Put every line of the data below into a Markdown table with the columns Row and Line, numbering the rows and skipping any blank lines. Leave the pictures out of your answer.

• **Working data**:
- - - - - - -

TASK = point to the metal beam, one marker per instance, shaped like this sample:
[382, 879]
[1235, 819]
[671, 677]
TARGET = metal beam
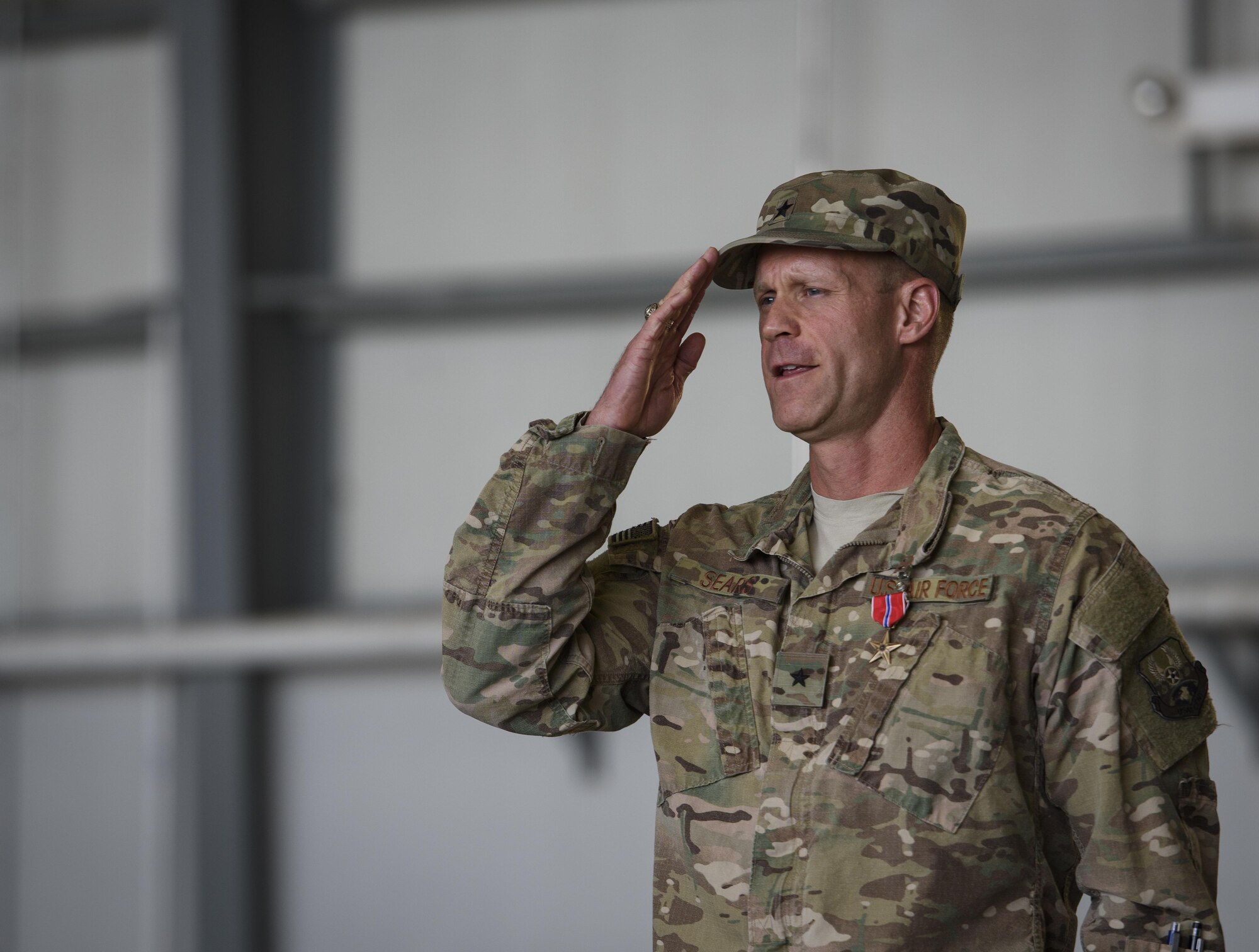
[290, 644]
[314, 302]
[221, 887]
[514, 299]
[1211, 608]
[47, 22]
[286, 106]
[119, 327]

- - - - - - -

• **Task output**:
| Row | Line |
|---|---|
| 1 | TASK = point to the metal beam, one marker per instance, shaped like this sample: |
| 2 | [382, 879] |
| 3 | [1235, 819] |
| 4 | [671, 677] |
| 5 | TARGET = metal beam |
| 6 | [290, 644] |
| 7 | [314, 302] |
| 8 | [221, 887] |
| 9 | [514, 299] |
| 10 | [1211, 608] |
| 11 | [47, 22] |
| 12 | [286, 106] |
| 13 | [119, 327] |